READING TEXT
══════════

Federal Reserve Chairman Alan Greenspan sent global financial markets reeling Friday with an unusually direct reminder that the massive U.S. trade deficit "cannot continue to increase forever."
Greenspan's remarks to a conference of bankers in Frankfurt, Germany, pushed the dollar sharply lower against other major currencies. For many traders, the comments confirmed the widely held view that U.S. policy-makers favor a weaker dollar, which should help prevent the trade deficit from growing even more rapidly.
Stock and bond prices fell on the view that Greenspan's warning implies that higher interest rates will be required to continue attracting the overseas investment needed to finance the twin U.S. trade and budget deficits.
“We see only limited indications that the large U.S. current account deficit is meeting financing resistance," Greenspan said.
"Yet net claims against residents of the United States cannot continue to increase forever in international portfolios at their recent pace,” he said. "It seems persuasive that, given the size of the U.S. current account deficit, a diminished appetite for adding to dollar balances must occur at some point."
Greenspan's comments triggered another round of dollar selling by currency traders. The U.S. currency fell to its lowest level in four and a half years against the Japanese yen and nearly nine years against the Swiss franc. It also fell to a near record low against the euro, which was up 0.8 percent to $1.3055.
Treasuries sold off further after Greenspan essentially confirmed the Fed's intention to continue raising short-term interest rates, as it has been doing steadily since June.
"Rising interest rates have been advertised for so long and in so many places that anyone who has not appropriately hedged his position by now, obviously, is desirous of losing money," Greenspan said in response to a question after his speech.
Greenspan's speech came on the eve of the annual meeting of finance ministers and central bank governors from the G20 group of rich and emerging market nations in Berlin, which will focus on issues of financial stability. While the falling dollar helps the prospects of U.S. producers, it makes life more difficult for export-reliant European businesses.
The dollar’s 30 percent tumble over the past few years has stirred concern about a potential dollar rout that could destabilize the global economy. That dollar has fallen sharply since the Nov. 2 election on concern about the U.S. current account deficit, now running at an annual rate of $664 billion, or 5 percent of gross domestic product.

══════════

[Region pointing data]
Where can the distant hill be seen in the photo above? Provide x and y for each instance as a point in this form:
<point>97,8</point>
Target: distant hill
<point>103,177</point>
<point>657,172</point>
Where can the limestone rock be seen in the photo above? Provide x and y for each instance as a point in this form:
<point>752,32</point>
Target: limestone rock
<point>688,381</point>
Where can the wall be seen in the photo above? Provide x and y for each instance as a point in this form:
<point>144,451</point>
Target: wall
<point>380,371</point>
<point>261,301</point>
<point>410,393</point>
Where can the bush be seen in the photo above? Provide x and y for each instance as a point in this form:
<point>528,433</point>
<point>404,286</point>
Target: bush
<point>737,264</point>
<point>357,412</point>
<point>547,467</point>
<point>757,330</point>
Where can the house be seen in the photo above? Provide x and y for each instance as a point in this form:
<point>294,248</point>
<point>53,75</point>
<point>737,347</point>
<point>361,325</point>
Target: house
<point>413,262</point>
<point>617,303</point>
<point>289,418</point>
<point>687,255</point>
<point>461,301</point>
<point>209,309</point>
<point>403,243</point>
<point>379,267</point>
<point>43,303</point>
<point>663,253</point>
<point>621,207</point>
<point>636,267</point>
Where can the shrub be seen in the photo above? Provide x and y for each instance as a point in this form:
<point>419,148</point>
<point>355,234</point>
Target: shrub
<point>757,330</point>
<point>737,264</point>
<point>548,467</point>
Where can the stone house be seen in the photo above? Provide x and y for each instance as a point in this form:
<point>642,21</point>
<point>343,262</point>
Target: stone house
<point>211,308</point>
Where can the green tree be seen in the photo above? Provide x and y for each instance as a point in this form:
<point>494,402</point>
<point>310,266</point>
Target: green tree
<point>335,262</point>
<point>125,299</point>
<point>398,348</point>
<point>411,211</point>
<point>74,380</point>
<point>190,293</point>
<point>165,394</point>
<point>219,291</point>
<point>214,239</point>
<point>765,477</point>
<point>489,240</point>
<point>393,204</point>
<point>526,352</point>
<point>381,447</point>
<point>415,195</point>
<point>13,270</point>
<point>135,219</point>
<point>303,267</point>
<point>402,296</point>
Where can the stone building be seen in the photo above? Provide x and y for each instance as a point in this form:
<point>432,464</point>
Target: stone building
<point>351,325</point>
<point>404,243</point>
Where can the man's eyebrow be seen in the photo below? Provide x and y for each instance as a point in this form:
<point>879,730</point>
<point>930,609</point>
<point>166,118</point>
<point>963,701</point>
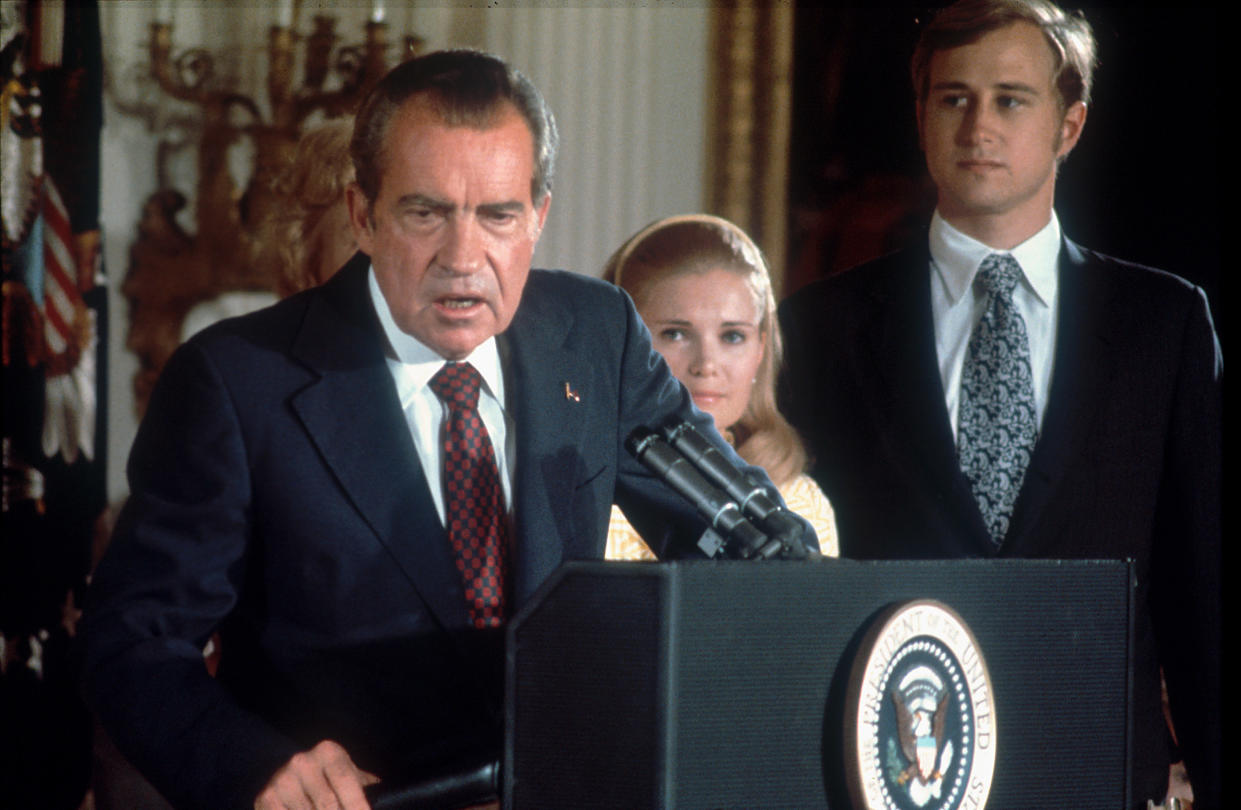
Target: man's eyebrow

══════════

WORK TO COMPLETE
1. In the article on Greenspan's trade deficit warning, in which city did he address the conference of bankers?
2. Retype a passage of the article on Greenspan's trade deficit warning, starting at the words "Greenspan's remarks to" and ending after the words "even more rapidly.".
3. Continue the article on Greenspan's trade deficit warning from where it stops.

EXERCISE ANSWERS
1. Frankfurt, Germany.

2.
Greenspan's remarks to a conference of bankers in Frankfurt, Germany, pushed the dollar sharply lower against other major currencies. For many traders, the comments confirmed the widely held view that U.S. policy-makers favor a weaker dollar, which should help prevent the trade deficit from growing even more rapidly.

3.
Financial stability is on the agenda of the G20 meetings and would provide a forum for the major economies — United States, the euro zone, Japan and China — to hammer out any deal.
Currency issues are not on the formal agenda, though officials said they could be discussed on the sidelines.
While the dollar’s drop is heightening risks for the euro zone’s economic recovery, European Central Bank President Jean-Claude Trichet, speaking at the same session as Greenspan, steered clear of addressing the euro’s climb. He merely repeated his usual line that “brutal” foreign exchange rate moves are unwelcome.
Greenspan's speech was all the more remarkable because officials of the Fed, which is independent, generally refrain from commenting on currency policy, which is the province of the U.S. Treasury.
"It’s remarkable," said Jason Bonanca, director of foreign exchange research at Credit Suisse First Boston in New York. “In the short term, I think what he’s calling for here is a weaker dollar, even though he’s tightening (monetary policy). I think this is a watershed.”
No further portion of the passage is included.